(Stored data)
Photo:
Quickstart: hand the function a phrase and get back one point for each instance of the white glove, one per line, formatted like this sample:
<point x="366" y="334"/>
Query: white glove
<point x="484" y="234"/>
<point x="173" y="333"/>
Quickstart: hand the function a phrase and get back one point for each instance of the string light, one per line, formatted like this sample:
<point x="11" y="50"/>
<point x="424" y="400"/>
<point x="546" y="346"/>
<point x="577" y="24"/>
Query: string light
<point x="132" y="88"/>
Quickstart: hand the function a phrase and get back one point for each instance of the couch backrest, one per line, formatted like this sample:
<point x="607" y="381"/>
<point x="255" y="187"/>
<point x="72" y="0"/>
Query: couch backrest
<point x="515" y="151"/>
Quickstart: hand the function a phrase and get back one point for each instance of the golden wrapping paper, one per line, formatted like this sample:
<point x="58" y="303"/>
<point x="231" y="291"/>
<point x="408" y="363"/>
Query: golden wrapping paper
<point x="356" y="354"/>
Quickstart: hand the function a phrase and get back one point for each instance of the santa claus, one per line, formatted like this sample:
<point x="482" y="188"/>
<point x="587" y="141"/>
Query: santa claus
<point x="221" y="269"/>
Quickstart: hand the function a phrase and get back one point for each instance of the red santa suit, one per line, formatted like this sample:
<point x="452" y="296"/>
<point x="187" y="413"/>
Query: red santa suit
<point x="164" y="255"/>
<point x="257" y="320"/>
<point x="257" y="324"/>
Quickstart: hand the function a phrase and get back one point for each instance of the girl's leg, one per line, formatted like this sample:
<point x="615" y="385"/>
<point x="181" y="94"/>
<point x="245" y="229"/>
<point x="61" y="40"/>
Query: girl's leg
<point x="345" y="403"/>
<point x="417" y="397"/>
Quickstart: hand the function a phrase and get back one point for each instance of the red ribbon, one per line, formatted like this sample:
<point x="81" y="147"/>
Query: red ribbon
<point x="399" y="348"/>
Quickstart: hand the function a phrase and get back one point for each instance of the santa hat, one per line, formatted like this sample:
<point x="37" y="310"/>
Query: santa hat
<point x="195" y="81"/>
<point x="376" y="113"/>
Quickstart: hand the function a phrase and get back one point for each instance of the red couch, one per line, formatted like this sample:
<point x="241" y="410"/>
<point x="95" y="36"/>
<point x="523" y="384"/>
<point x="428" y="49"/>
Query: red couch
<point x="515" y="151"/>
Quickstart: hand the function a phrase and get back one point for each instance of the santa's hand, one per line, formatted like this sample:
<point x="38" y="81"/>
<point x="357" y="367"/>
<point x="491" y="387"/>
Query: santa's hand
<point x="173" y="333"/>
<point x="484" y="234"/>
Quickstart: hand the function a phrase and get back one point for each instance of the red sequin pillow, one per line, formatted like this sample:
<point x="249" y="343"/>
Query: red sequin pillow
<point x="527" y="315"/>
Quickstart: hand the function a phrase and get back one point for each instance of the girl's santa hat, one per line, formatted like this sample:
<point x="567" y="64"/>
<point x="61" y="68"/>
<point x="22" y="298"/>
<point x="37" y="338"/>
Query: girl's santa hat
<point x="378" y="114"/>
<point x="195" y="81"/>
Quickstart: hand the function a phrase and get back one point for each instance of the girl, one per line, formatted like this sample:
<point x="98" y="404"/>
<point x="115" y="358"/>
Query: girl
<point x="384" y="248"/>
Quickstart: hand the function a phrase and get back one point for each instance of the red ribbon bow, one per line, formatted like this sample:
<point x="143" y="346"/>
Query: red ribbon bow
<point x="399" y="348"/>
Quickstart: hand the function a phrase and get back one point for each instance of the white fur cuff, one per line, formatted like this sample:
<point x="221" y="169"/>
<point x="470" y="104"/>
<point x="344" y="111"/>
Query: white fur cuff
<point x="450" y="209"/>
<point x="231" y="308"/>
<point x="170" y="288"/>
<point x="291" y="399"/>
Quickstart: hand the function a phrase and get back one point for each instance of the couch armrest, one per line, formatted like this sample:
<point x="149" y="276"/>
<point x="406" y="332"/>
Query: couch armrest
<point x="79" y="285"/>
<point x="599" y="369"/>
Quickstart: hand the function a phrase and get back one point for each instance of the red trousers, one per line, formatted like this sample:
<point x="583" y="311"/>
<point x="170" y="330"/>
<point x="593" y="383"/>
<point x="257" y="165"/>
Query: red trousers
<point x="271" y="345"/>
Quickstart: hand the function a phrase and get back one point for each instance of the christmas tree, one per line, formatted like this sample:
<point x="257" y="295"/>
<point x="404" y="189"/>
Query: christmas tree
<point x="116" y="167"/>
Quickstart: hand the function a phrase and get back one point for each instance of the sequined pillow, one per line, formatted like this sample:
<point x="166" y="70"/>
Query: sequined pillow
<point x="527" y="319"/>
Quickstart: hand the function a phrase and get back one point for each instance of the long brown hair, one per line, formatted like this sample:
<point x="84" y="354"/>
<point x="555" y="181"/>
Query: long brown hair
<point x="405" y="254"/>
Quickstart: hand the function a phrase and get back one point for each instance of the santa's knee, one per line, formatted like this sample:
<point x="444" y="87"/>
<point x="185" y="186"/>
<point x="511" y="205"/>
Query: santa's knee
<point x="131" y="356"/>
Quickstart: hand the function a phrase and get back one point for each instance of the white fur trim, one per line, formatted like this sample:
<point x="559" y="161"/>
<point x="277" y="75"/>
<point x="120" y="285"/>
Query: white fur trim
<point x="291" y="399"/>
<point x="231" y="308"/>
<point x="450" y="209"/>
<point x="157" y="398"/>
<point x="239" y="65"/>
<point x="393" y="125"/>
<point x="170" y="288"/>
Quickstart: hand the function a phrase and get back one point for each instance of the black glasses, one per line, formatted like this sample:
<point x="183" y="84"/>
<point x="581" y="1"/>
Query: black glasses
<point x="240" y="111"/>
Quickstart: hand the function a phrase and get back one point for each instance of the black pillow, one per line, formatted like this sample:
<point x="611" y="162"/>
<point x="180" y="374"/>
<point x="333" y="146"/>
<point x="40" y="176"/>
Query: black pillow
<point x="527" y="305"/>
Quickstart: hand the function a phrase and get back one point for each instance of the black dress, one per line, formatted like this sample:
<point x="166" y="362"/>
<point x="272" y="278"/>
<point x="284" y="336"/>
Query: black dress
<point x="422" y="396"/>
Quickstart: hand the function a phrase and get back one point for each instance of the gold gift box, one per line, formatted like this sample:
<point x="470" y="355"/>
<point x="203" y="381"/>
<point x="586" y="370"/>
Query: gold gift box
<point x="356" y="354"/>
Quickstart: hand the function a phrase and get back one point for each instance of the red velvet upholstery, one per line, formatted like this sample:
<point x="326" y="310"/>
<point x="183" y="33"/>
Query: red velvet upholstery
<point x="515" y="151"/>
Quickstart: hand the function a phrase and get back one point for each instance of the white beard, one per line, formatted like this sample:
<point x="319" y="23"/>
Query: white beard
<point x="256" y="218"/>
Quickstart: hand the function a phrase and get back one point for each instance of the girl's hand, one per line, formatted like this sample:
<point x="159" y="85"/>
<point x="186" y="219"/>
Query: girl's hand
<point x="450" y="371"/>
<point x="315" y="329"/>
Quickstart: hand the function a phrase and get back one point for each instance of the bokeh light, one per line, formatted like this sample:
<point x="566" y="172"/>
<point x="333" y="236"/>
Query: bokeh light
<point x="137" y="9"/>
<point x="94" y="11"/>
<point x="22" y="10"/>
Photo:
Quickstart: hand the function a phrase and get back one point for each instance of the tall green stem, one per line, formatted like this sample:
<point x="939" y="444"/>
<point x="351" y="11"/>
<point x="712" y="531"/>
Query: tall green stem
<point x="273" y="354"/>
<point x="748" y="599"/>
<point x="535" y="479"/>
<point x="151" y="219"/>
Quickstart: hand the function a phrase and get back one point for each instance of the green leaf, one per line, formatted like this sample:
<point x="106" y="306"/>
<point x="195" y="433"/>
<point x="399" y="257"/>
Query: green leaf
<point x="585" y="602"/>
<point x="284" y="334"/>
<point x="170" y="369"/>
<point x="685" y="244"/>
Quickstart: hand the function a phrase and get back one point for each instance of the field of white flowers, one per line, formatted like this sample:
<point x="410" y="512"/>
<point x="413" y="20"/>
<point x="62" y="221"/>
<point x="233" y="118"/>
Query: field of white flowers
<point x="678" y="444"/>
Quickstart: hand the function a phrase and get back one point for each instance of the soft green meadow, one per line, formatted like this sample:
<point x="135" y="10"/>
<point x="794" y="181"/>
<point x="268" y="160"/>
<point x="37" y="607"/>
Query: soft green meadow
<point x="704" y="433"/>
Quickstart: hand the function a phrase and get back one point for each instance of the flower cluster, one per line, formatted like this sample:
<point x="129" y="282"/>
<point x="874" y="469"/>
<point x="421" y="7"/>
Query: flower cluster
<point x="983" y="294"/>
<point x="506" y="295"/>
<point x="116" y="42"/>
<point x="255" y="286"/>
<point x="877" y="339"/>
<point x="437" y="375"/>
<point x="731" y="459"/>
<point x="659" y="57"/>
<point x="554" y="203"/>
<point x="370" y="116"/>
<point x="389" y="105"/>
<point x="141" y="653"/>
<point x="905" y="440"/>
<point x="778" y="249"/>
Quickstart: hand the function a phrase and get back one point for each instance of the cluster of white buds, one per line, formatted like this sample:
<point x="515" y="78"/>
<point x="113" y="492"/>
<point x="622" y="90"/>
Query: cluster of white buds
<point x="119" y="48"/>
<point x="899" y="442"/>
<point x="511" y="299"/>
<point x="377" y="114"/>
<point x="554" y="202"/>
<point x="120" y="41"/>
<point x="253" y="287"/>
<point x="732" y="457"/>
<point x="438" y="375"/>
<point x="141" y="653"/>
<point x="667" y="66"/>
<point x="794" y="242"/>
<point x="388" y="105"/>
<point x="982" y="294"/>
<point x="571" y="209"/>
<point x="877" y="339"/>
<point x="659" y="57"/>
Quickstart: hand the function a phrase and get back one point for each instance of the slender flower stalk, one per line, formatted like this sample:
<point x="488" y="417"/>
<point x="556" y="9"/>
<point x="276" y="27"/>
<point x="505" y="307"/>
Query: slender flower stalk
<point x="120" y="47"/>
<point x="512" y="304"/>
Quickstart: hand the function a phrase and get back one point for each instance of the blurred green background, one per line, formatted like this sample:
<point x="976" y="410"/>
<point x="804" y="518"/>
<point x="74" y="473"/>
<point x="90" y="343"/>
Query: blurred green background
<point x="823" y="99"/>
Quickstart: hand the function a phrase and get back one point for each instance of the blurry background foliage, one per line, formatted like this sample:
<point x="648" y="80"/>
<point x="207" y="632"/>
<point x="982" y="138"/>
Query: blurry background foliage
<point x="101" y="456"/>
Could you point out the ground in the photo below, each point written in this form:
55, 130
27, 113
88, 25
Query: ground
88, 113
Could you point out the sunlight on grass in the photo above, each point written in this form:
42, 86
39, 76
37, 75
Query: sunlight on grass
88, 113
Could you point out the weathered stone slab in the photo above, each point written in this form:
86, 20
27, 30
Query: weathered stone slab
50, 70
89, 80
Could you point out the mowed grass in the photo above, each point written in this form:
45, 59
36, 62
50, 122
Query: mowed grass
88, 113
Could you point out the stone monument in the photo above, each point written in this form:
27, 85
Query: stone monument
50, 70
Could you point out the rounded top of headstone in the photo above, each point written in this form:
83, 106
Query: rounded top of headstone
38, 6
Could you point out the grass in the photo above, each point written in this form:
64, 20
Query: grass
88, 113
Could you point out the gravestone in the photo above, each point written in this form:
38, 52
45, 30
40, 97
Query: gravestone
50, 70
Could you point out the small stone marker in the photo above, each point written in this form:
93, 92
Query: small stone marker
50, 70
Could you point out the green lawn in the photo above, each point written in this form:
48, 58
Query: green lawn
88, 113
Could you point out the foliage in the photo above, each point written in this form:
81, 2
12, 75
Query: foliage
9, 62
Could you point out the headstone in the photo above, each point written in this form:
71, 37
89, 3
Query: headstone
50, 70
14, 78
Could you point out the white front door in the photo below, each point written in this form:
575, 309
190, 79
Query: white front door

*Assigned task:*
Go through the data and show each line that holds "front".

*Answer to the problem:*
Could you point out the white front door in the photo below, each point written in this form:
Query: white front door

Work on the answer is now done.